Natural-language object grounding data
********************
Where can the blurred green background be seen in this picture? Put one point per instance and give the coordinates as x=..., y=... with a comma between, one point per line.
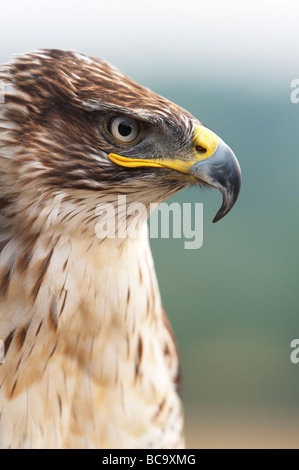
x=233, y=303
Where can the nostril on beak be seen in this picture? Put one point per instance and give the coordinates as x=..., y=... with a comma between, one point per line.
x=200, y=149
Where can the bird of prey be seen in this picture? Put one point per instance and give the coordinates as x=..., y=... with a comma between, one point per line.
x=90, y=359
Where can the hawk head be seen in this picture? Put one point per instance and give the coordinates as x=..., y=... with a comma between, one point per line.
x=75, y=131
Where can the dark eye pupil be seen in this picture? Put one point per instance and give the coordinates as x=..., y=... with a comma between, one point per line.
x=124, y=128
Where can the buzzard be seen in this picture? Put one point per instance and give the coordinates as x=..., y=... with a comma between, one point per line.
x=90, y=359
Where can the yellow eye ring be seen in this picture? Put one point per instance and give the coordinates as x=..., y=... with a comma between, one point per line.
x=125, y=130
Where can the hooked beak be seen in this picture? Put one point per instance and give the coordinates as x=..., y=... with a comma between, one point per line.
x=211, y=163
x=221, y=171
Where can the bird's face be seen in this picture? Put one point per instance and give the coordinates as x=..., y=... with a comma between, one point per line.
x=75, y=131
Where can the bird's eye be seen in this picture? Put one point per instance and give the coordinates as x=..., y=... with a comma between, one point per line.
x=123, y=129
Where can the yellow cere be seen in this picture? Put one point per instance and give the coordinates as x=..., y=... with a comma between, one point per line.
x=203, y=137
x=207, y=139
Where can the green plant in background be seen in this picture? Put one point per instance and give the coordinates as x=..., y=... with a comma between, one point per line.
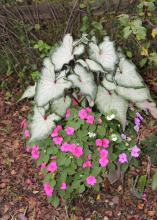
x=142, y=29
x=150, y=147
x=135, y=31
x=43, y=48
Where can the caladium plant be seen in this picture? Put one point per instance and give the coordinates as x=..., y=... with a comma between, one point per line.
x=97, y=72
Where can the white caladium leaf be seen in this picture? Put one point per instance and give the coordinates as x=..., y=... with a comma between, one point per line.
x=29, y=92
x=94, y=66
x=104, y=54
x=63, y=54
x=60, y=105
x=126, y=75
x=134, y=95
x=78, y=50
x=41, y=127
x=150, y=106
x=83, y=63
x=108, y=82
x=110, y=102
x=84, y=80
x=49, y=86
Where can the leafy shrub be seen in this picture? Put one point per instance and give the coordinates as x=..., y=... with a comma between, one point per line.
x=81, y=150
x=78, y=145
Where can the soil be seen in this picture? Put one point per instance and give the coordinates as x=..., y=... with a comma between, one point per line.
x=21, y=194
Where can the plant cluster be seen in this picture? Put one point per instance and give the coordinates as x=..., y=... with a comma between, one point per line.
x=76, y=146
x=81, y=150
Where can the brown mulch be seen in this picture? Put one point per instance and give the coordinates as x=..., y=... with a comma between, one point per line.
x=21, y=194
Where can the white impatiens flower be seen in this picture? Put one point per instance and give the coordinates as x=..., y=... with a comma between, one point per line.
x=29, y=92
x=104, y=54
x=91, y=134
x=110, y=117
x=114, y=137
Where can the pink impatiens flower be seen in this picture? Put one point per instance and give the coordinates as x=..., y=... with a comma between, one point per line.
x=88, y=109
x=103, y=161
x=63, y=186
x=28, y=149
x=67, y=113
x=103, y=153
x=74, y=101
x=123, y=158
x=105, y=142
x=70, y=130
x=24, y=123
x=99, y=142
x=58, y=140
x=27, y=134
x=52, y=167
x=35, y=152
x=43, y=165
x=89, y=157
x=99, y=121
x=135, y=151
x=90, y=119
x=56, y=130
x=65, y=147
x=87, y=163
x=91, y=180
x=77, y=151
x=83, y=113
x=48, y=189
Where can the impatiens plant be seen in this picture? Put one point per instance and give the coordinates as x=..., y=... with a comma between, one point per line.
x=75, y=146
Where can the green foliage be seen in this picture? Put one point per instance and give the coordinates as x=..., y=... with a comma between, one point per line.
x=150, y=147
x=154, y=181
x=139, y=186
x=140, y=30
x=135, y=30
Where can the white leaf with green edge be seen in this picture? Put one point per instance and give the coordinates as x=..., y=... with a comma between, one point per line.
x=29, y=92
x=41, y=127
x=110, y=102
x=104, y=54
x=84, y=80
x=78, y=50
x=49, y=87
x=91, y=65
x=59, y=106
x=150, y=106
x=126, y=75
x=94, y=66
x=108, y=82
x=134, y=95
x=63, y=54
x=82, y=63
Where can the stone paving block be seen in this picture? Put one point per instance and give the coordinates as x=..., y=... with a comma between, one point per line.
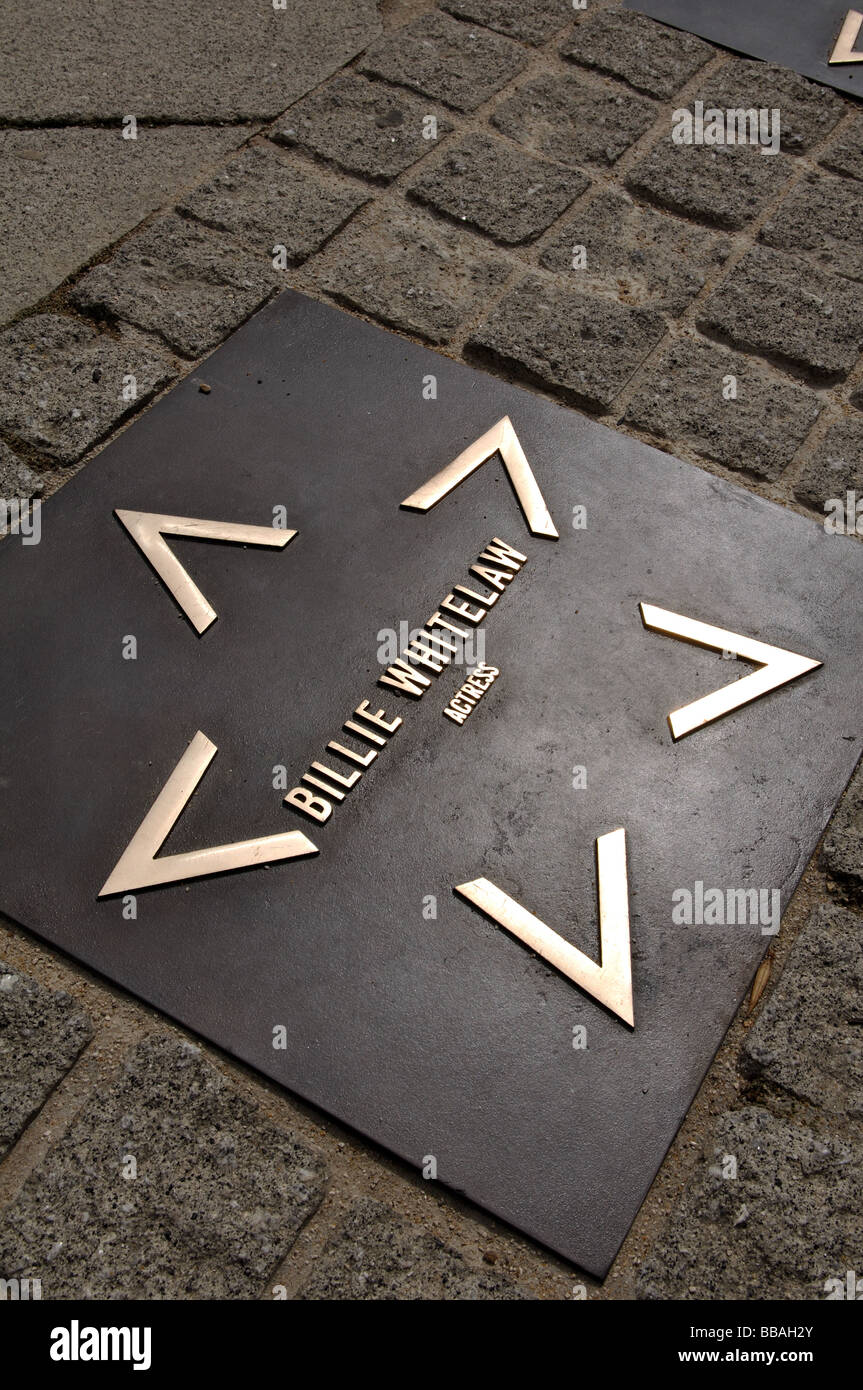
********************
What you should do =
Without the pictures, give all of the entries above again exactly.

Answer box =
Where can the blurred green background be seen in this picture? Put one point per instance and give the coordinates as x=..., y=... with a comma between, one point per line.
x=233, y=303
Where can the nostril on beak be seen in this picture? Put one point per instance and give the coordinates as x=..., y=... with a comma between, one point per line.
x=200, y=149
Where can the bird of prey be seen in this picture? Put one point per instance and give the coordinates as x=..., y=... with a comma between, one point per line.
x=90, y=359
Where can the hawk head be seen in this picture? Put one point per instance and give the coordinates as x=..., y=... with a comma between, one point per line.
x=75, y=131
Where can the dark eye pupil be seen in this picture? Put one point per instance and give the coordinates as x=..., y=... with a comma between, one point per line.
x=124, y=128
Where can the buzzard be seen in this picture? Put one point per instance and give the coordinates as x=..., y=... with a comma between, one point per line.
x=90, y=359
Where can the yellow eye ring be seen in this picture? Put one point per instance and give the coordinates as x=..., y=... with a comma between, one point per line.
x=125, y=130
Where can the hooked beak be seen in this picture? Put one point per instance and give the coordinates as x=..., y=... with a comma between, one point per line.
x=211, y=163
x=221, y=171
Where can the bird's face be seen in this picture? Put one point per instance and give the coordinates as x=..., y=... with a comma between, one point per line.
x=75, y=131
Where can the bird's eye be seen in this picture? Put one point per instance and give the coordinates as x=..., y=... with a comma between, one point per line.
x=123, y=129
Where can the yellow cere be seen in this picture? Put one point per instance and give the coordinates as x=..., y=... with a comma between, one point per line.
x=203, y=137
x=207, y=139
Where can the green plant in background be seen in this picture? Put one point per instance and give the coordinates as x=..., y=... with a comma between, one point per line.
x=142, y=29
x=150, y=147
x=135, y=31
x=43, y=48
Where can the caladium plant be seen in this picture? Put one point per instance and give the coordinates as x=..., y=... with a comma between, one point per line.
x=97, y=72
Where can the white caladium leaf be seen in this picture? Put one point per instance and give the coordinates as x=..., y=... with a comma between, one point per line.
x=29, y=92
x=94, y=66
x=104, y=54
x=63, y=54
x=60, y=105
x=126, y=75
x=134, y=95
x=78, y=50
x=41, y=127
x=150, y=106
x=83, y=63
x=108, y=82
x=110, y=102
x=84, y=80
x=49, y=86
Where can the leafy shrub be seen in this picture? Put one point per instance and give the coordinates as x=..., y=... with a comma between, one point per line.
x=81, y=150
x=78, y=145
Where can the soil be seen in this picture? Put one point per instance and give the coordinates as x=..., y=... with a comma between, one point per line.
x=21, y=194
Where can the plant cluster be seen in this picture? Put one point per instance and give the coordinates as x=..., y=... with a comma between, one point per line.
x=76, y=146
x=81, y=150
Where can the brown mulch be seen in this picture? Put one point per instance and give the coordinates as x=..., y=... with a comma between, one point per line.
x=21, y=194
Where can the white impatiens flower be seen in this picture? Put one point per instance and give the coordinates as x=..., y=... with a comma between, one point per line.
x=29, y=92
x=104, y=54
x=91, y=134
x=110, y=117
x=114, y=137
Where can the pink impatiens flower be seen in this picture? Put one point per instance and give the coordinates as x=..., y=... with a comma between, one point per line.
x=88, y=109
x=103, y=161
x=63, y=186
x=28, y=149
x=67, y=113
x=103, y=153
x=74, y=101
x=123, y=158
x=105, y=142
x=70, y=130
x=24, y=123
x=99, y=142
x=58, y=140
x=27, y=134
x=52, y=167
x=35, y=152
x=43, y=165
x=89, y=157
x=99, y=121
x=135, y=151
x=90, y=119
x=56, y=130
x=65, y=147
x=87, y=163
x=91, y=180
x=77, y=151
x=83, y=113
x=48, y=189
Where can the impatiens plant be seen in this picture? Put one point per instance and give the coordinates as x=..., y=... with a comma between, one point per line.
x=75, y=146
Where can the green foliage be seen in this picture? Put one point per instance and give the coordinates as x=..., y=... with a comma between, one point per line.
x=150, y=147
x=154, y=181
x=139, y=186
x=140, y=30
x=135, y=30
Where can the white leaf with green edge be seen in this picture? Put one point per instance and give the coordinates as x=..., y=... with a comma between, one point per line.
x=29, y=92
x=41, y=127
x=110, y=102
x=104, y=54
x=84, y=80
x=78, y=50
x=49, y=87
x=91, y=65
x=59, y=106
x=150, y=106
x=126, y=75
x=94, y=66
x=108, y=82
x=134, y=95
x=63, y=54
x=82, y=63
Where can the stone paving block be seen in this picture? Put one point per instance and give the coordinates as x=..., y=... with a comma between, one point per line.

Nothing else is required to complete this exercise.